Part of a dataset
· · · · · · ·
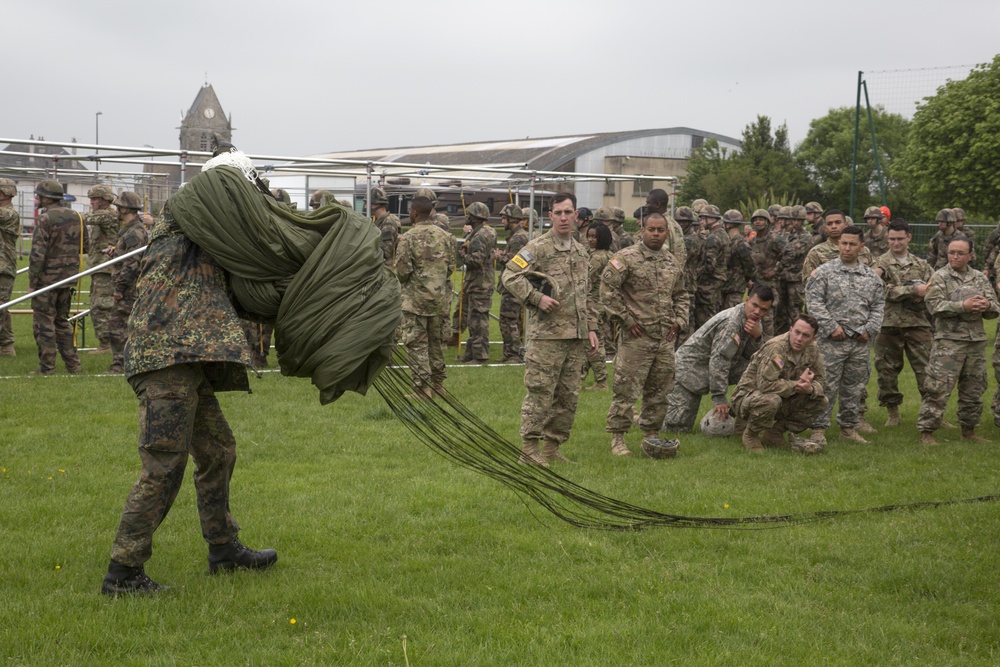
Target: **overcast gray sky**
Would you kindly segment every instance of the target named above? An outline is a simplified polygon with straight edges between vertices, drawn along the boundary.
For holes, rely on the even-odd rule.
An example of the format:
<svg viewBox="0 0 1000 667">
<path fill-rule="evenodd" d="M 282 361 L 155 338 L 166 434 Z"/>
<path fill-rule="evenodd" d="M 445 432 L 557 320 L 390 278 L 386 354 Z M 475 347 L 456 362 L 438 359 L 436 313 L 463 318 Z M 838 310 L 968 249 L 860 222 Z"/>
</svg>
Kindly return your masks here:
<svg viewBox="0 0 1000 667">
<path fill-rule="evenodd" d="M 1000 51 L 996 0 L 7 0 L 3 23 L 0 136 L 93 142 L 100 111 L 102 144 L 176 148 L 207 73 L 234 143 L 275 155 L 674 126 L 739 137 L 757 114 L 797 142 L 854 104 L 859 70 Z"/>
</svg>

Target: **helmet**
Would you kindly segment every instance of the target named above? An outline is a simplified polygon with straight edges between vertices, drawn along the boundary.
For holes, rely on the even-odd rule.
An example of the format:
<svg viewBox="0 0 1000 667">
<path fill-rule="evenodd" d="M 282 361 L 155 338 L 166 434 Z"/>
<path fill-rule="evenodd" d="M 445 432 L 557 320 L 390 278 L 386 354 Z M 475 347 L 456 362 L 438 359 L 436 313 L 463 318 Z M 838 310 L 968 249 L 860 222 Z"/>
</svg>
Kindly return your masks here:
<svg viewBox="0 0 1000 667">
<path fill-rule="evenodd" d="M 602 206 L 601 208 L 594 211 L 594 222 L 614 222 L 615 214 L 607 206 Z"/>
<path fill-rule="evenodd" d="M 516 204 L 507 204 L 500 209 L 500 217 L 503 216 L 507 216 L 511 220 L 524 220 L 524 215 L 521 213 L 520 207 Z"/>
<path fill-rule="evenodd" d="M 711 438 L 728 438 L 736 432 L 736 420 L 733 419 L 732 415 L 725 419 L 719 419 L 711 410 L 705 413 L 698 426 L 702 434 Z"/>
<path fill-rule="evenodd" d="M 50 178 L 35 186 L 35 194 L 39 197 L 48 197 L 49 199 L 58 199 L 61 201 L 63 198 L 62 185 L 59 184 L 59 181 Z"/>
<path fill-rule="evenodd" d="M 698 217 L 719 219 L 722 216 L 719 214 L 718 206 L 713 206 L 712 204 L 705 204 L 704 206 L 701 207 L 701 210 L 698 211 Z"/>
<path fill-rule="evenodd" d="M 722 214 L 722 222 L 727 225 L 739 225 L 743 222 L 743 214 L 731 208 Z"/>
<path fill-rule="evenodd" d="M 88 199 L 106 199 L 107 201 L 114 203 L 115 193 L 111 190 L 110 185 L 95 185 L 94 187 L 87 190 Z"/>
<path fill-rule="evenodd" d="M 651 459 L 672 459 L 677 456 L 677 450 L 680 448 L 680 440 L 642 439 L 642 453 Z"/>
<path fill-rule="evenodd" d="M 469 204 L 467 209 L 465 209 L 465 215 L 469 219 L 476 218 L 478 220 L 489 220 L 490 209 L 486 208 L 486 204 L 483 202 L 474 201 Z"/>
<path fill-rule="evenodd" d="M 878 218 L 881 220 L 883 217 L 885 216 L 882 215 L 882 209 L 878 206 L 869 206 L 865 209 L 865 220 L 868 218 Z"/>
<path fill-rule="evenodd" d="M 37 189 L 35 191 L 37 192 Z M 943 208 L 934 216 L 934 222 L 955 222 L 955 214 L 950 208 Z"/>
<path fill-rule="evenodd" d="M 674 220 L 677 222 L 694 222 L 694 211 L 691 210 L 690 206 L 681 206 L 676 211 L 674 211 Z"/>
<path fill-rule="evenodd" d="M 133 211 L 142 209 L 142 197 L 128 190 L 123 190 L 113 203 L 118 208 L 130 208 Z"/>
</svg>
· · · · · · ·
- _What you will do_:
Turn every line in the rows above into a JSON list of strings, one string per line. Skip the blank lines and leave out the picture.

- _Exercise output_:
[
  "Target: **overcast gray sky**",
  "Would you kindly segment every instance of the target named above? An outline is a simplified polygon with straight edges between vertices, drawn along the boundary.",
  "For holes, rely on the even-odd rule.",
  "An example of the format:",
  "<svg viewBox=\"0 0 1000 667\">",
  "<path fill-rule=\"evenodd\" d=\"M 282 361 L 155 338 L 166 434 Z\"/>",
  "<path fill-rule=\"evenodd\" d=\"M 445 432 L 557 320 L 390 278 L 386 354 Z M 475 347 L 456 362 L 438 359 L 436 313 L 463 318 Z M 838 310 L 968 249 L 860 222 Z\"/>",
  "</svg>",
  "Kindly return your masks here:",
  "<svg viewBox=\"0 0 1000 667\">",
  "<path fill-rule=\"evenodd\" d=\"M 1000 51 L 996 0 L 7 0 L 3 23 L 0 136 L 93 142 L 100 111 L 102 144 L 176 148 L 207 73 L 234 143 L 275 155 L 674 126 L 739 137 L 757 114 L 797 142 L 854 104 L 859 70 Z\"/>",
  "</svg>",
  "Target: **helmet**",
  "Would you kindly segment every instance of the target named above? An outline is a simplified polygon with straight edges between vertices, drawn along the boundary.",
  "For holes, rely on the even-odd rule.",
  "An example of the format:",
  "<svg viewBox=\"0 0 1000 667\">",
  "<path fill-rule=\"evenodd\" d=\"M 282 361 L 155 338 L 166 434 Z\"/>",
  "<path fill-rule=\"evenodd\" d=\"M 445 432 L 557 320 L 390 278 L 386 354 Z M 475 347 L 456 362 L 438 359 L 436 313 L 463 318 Z M 838 310 L 968 249 L 860 222 Z\"/>",
  "</svg>",
  "Kindly return your masks here:",
  "<svg viewBox=\"0 0 1000 667\">",
  "<path fill-rule=\"evenodd\" d=\"M 602 206 L 601 208 L 594 211 L 594 222 L 614 222 L 615 214 L 607 206 Z\"/>",
  "<path fill-rule=\"evenodd\" d=\"M 516 204 L 507 204 L 500 209 L 500 217 L 503 216 L 507 216 L 511 220 L 524 220 L 524 215 L 521 213 L 520 207 Z\"/>",
  "<path fill-rule=\"evenodd\" d=\"M 711 438 L 728 438 L 736 432 L 736 420 L 733 419 L 732 415 L 725 419 L 719 419 L 711 410 L 705 413 L 698 426 L 702 434 Z\"/>",
  "<path fill-rule=\"evenodd\" d=\"M 50 178 L 35 186 L 35 194 L 39 197 L 48 197 L 49 199 L 58 199 L 61 201 L 63 198 L 62 185 L 59 184 L 59 181 Z\"/>",
  "<path fill-rule=\"evenodd\" d=\"M 698 217 L 719 219 L 722 216 L 719 214 L 718 206 L 713 206 L 712 204 L 705 204 L 704 206 L 701 207 L 701 210 L 698 211 Z\"/>",
  "<path fill-rule=\"evenodd\" d=\"M 722 214 L 722 222 L 727 225 L 739 225 L 743 222 L 743 214 L 731 208 Z\"/>",
  "<path fill-rule=\"evenodd\" d=\"M 88 199 L 106 199 L 107 201 L 114 203 L 115 193 L 111 190 L 110 185 L 95 185 L 94 187 L 87 190 Z\"/>",
  "<path fill-rule=\"evenodd\" d=\"M 651 459 L 672 459 L 677 456 L 677 450 L 680 448 L 680 440 L 642 439 L 642 453 Z\"/>",
  "<path fill-rule=\"evenodd\" d=\"M 469 204 L 467 209 L 465 209 L 465 215 L 469 219 L 476 218 L 478 220 L 489 220 L 490 209 L 486 208 L 486 204 L 483 202 L 474 201 Z\"/>",
  "<path fill-rule=\"evenodd\" d=\"M 878 218 L 881 220 L 883 217 L 885 216 L 882 215 L 882 209 L 878 206 L 869 206 L 865 209 L 865 220 L 868 218 Z\"/>",
  "<path fill-rule=\"evenodd\" d=\"M 37 189 L 35 191 L 37 192 Z M 943 208 L 934 216 L 934 222 L 955 222 L 955 214 L 950 208 Z\"/>",
  "<path fill-rule=\"evenodd\" d=\"M 674 220 L 677 222 L 694 222 L 694 211 L 691 210 L 690 206 L 681 206 L 676 211 L 674 211 Z\"/>",
  "<path fill-rule=\"evenodd\" d=\"M 133 211 L 142 209 L 142 197 L 128 190 L 123 190 L 113 203 L 118 208 L 130 208 Z\"/>",
  "</svg>"
]